▶ [The task] Identify every line below that contains the string "pointer", matching case exactly, and copy each of those lines.

-- START OF Given information --

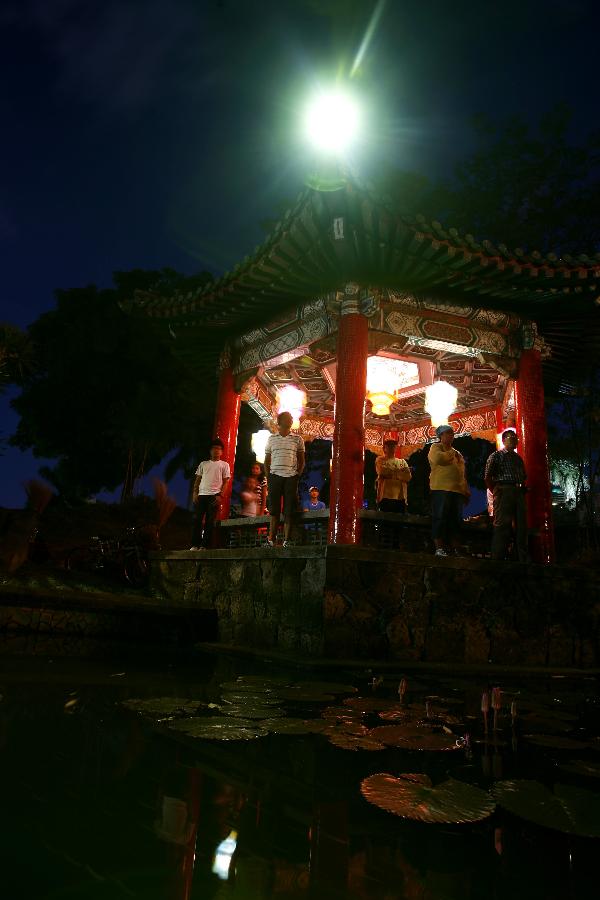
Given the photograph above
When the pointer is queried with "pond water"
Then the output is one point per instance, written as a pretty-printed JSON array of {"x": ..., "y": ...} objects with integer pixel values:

-- END OF Given information --
-- START OF Given information --

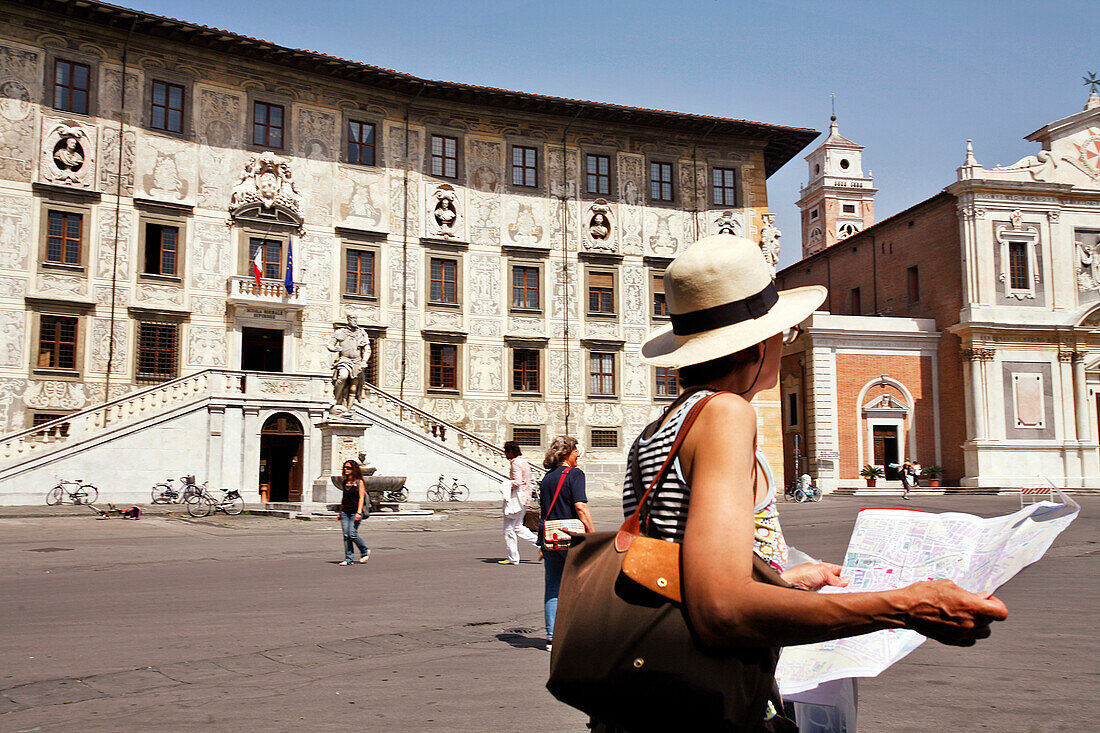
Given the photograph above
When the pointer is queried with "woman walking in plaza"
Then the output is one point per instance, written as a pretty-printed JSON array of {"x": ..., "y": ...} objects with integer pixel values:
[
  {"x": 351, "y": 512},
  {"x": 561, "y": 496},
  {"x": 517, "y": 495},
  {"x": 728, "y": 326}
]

-- END OF Given information --
-- START OF Given information --

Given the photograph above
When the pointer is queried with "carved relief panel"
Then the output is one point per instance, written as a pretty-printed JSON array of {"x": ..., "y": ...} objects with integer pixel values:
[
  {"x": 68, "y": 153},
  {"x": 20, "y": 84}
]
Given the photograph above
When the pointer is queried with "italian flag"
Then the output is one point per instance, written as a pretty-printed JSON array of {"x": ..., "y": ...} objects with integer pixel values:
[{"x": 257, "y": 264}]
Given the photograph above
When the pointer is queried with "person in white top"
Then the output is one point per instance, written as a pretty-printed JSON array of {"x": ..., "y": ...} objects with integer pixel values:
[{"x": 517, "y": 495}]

-- END OF Given information --

▶ [Exercise response]
When the pointer is queried with "pond water"
When the pointer is queried with "woman walking in plaza"
When the pointer is queried with "carved relief panel"
When the pointer is queried with "italian flag"
When the pointer is queried with "person in white top"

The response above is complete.